> [SET EXERCISE]:
Pull out each line of the records below that contains the word "vest" and list those lines.
— start MATERIAL PROVIDED —
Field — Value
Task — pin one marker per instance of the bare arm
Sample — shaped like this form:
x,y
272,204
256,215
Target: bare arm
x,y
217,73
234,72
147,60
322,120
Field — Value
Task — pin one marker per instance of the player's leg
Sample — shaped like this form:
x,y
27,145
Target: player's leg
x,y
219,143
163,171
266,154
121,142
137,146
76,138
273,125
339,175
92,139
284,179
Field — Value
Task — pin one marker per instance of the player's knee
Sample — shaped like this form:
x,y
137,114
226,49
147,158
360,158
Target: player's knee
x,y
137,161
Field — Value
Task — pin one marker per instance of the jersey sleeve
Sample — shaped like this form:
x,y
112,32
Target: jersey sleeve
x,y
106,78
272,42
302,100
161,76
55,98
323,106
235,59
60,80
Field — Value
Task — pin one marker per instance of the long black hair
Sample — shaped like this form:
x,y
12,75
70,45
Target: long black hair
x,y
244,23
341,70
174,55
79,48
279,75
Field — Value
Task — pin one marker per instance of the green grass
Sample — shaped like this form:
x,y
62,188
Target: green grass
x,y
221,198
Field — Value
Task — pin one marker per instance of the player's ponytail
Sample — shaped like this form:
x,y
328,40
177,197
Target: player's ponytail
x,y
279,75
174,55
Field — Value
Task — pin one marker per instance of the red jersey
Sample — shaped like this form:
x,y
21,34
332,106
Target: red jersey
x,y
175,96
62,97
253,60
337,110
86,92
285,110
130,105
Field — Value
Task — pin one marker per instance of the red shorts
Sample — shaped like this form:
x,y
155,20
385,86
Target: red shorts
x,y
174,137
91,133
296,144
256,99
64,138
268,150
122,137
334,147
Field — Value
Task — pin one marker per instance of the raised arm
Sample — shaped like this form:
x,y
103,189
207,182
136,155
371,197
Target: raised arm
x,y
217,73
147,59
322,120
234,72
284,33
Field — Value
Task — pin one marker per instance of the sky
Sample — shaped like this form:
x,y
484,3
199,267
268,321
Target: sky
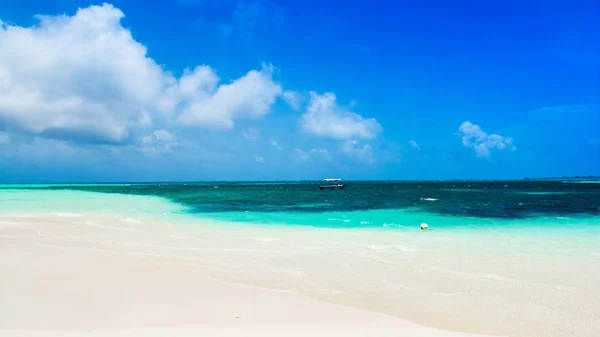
x,y
197,90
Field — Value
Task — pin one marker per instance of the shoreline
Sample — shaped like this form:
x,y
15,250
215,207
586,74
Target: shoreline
x,y
68,290
447,281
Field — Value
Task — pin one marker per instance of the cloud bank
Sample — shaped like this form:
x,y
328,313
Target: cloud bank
x,y
325,118
482,142
84,78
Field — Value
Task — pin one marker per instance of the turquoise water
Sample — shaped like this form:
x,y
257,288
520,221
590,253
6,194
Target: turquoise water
x,y
392,205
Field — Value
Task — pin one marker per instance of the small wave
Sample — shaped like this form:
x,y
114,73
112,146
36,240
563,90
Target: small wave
x,y
405,249
376,247
131,220
265,239
68,215
335,219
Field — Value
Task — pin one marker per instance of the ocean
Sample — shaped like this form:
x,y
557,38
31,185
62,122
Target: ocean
x,y
516,258
381,204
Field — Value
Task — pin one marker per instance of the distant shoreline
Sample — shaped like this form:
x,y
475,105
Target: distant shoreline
x,y
567,178
300,181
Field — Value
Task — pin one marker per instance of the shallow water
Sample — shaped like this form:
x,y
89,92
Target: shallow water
x,y
486,265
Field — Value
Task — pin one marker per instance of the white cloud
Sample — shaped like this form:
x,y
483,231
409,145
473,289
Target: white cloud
x,y
251,134
160,141
307,155
276,144
325,118
414,144
216,107
84,78
361,152
474,137
293,99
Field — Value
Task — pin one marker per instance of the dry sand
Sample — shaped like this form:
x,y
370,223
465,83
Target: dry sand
x,y
71,275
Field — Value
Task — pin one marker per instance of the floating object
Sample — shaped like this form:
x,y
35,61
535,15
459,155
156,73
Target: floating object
x,y
332,187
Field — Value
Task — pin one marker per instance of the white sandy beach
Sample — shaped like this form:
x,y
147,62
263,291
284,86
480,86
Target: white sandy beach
x,y
111,275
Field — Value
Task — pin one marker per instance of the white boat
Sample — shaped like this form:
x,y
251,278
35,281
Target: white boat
x,y
332,186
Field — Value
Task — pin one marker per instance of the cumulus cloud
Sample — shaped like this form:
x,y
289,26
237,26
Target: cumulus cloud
x,y
354,149
482,142
414,144
251,134
323,117
276,144
307,155
206,104
84,78
159,141
293,99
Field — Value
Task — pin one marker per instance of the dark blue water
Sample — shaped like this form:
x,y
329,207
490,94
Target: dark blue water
x,y
483,199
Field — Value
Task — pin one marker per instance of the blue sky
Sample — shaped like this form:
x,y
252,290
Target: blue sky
x,y
275,90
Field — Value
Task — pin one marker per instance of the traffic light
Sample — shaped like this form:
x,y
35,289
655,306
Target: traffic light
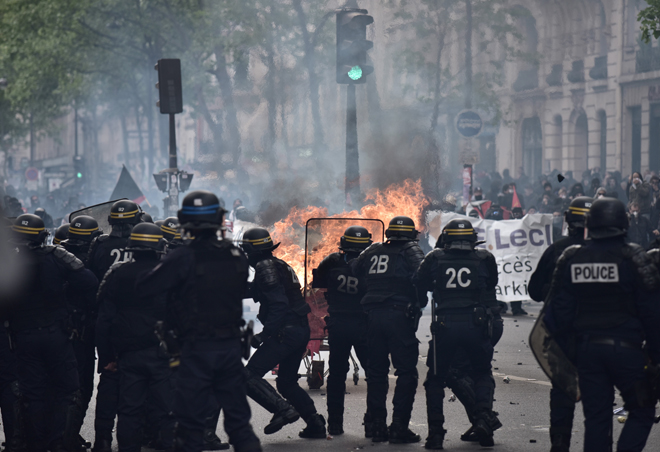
x,y
352,46
78,168
169,86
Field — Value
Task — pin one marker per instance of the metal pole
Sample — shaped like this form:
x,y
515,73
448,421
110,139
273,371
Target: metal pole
x,y
174,174
352,155
468,55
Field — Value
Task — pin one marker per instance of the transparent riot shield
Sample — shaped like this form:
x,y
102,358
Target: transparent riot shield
x,y
321,239
100,212
552,359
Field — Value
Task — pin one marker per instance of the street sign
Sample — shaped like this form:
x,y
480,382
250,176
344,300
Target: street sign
x,y
469,123
32,173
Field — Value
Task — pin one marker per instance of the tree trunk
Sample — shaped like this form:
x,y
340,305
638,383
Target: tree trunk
x,y
311,74
227,93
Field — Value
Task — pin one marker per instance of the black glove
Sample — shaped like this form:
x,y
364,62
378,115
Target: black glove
x,y
256,341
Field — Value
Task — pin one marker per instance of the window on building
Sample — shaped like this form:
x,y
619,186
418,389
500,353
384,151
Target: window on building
x,y
636,117
532,144
602,121
654,138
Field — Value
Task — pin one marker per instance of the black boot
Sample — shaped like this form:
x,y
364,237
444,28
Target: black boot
x,y
379,432
483,430
368,426
436,437
315,428
102,445
335,426
401,434
212,442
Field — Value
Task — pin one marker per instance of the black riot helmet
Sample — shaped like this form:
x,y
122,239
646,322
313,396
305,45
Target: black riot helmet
x,y
401,228
124,212
577,211
146,237
607,218
170,229
61,233
201,209
257,240
84,228
457,232
29,227
355,239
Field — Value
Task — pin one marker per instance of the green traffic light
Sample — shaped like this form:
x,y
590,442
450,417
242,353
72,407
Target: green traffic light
x,y
355,73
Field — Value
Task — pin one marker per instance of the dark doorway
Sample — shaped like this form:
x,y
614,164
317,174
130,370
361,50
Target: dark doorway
x,y
532,141
636,116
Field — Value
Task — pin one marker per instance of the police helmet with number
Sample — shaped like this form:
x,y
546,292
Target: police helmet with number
x,y
30,227
61,233
401,228
607,218
146,237
170,229
201,209
124,212
355,239
257,240
84,228
577,211
458,230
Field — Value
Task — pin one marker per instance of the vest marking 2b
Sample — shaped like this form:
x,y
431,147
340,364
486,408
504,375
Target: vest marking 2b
x,y
595,273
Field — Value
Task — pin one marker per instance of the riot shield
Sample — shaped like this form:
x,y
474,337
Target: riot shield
x,y
100,212
552,359
321,239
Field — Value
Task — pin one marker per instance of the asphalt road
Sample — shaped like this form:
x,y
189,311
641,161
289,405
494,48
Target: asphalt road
x,y
522,405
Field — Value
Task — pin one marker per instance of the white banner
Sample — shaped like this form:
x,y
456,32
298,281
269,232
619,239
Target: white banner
x,y
516,244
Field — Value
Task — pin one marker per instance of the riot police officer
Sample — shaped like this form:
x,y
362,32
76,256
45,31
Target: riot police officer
x,y
283,340
125,335
171,233
61,234
207,281
603,305
81,232
105,251
393,313
46,361
562,407
460,278
346,322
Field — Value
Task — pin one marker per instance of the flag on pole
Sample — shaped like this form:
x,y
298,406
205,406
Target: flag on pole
x,y
127,188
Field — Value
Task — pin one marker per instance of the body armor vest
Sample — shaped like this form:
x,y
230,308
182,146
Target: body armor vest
x,y
601,302
220,285
386,270
344,292
458,283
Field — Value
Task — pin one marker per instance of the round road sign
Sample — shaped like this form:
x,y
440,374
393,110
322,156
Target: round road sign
x,y
32,173
469,123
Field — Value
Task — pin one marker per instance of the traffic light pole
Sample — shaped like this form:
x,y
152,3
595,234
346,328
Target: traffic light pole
x,y
174,171
352,156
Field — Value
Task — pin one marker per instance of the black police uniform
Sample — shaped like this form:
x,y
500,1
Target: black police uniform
x,y
104,252
460,279
387,269
46,361
603,304
207,280
347,328
283,313
562,406
125,334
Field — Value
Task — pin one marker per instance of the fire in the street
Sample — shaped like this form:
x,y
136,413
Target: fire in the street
x,y
406,198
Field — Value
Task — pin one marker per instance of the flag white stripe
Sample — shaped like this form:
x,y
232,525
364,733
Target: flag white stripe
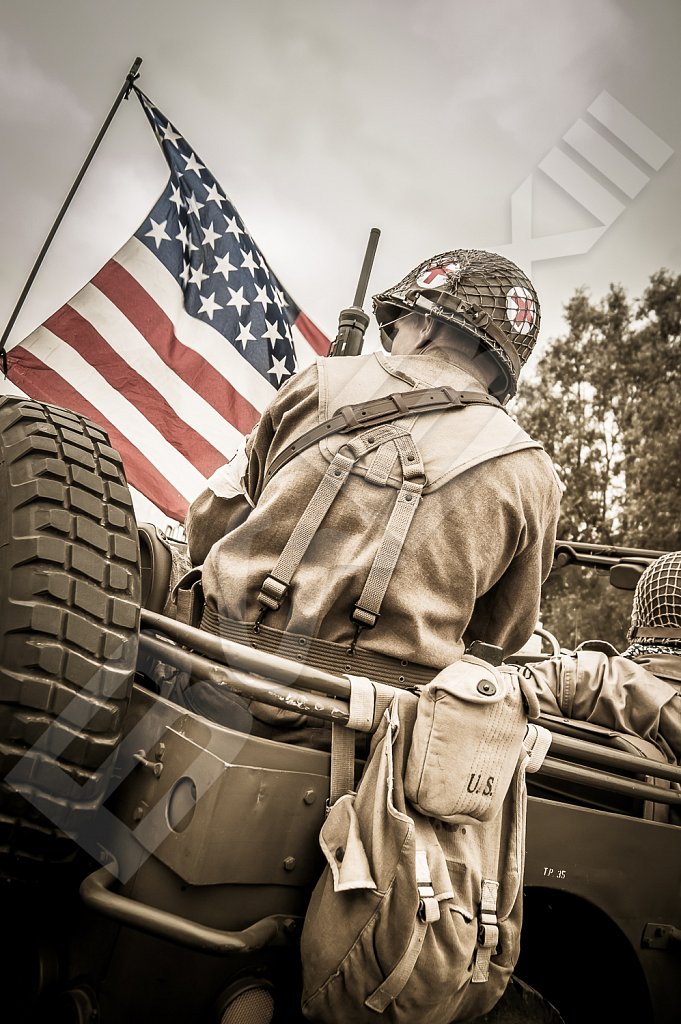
— end MATERIAL PROVIDED —
> [RESPONSE]:
Task — pin one marker per instance of the vest marking 2b
Target: vest marking 2b
Task — pin one marker per instance of the body armor vest
Target: body armor vest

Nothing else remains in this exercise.